> [INSTRUCTIONS TO FOLLOW] How many lines of the data hold the word "arch"? State the number and nothing else.

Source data
····················

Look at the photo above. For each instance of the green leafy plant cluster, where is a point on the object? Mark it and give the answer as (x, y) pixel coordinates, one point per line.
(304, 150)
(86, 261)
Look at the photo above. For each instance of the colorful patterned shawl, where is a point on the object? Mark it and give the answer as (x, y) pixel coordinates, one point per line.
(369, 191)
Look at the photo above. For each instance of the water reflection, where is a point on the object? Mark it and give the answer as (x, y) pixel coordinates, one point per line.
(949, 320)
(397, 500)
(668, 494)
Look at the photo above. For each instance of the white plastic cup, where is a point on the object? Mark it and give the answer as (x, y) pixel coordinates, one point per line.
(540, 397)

····················

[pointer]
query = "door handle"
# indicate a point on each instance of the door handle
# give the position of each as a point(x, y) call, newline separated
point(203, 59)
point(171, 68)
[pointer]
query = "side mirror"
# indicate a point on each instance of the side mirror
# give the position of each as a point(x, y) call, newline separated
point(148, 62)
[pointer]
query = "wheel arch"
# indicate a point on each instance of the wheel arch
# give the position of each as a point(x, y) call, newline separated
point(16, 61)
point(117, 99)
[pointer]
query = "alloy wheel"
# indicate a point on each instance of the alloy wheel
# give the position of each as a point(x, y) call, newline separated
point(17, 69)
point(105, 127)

····················

> [RESULT] 2